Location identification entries
• • • • • • •
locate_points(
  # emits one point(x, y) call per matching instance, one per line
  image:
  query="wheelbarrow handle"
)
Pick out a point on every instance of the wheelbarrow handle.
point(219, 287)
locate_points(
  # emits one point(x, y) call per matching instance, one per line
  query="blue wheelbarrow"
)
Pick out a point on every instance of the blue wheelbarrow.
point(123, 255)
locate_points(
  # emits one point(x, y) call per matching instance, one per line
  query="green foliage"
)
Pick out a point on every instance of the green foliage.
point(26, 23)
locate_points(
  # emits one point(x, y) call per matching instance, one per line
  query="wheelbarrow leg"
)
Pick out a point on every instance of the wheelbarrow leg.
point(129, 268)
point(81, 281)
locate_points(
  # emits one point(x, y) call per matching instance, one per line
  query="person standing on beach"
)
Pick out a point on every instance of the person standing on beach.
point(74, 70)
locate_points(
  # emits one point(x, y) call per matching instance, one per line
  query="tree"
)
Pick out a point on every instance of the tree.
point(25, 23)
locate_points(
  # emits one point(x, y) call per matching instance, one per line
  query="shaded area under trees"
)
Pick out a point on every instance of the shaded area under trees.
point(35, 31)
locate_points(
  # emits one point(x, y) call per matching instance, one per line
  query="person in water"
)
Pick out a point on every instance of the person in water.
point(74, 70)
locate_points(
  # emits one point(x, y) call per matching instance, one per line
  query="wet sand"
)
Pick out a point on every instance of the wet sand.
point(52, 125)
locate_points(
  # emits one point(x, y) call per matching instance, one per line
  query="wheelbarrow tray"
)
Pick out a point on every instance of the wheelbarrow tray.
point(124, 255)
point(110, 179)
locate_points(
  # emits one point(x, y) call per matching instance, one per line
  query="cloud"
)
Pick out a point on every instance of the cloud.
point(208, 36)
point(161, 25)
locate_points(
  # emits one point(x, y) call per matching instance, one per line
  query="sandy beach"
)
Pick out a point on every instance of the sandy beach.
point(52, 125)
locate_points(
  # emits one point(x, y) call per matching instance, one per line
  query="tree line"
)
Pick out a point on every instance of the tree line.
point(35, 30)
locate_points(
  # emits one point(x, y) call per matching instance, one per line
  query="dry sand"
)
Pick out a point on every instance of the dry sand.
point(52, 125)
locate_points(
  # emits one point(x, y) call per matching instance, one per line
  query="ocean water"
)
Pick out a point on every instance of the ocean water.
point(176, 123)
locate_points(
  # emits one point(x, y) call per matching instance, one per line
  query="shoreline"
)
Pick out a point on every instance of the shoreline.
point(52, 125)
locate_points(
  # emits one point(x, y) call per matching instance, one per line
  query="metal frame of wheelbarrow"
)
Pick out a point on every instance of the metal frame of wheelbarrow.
• • • • • • •
WHAT IS ASKED:
Rewrite the stretch of data from its start through the line containing "point(123, 255)", requests included, and add 67 to each x and y coordinate in the point answers.

WRITTEN SOLUTION:
locate_points(
  # emits one point(x, y) call per matching instance, one per line
  image:
  query="wheelbarrow handle"
)
Pick out a point on every instance of the wheelbarrow handle.
point(286, 354)
locate_points(
  # emits one point(x, y) call per matching instance, one per line
  query="blue wheelbarrow"
)
Pick out a point on every instance of the blue wheelbarrow.
point(190, 322)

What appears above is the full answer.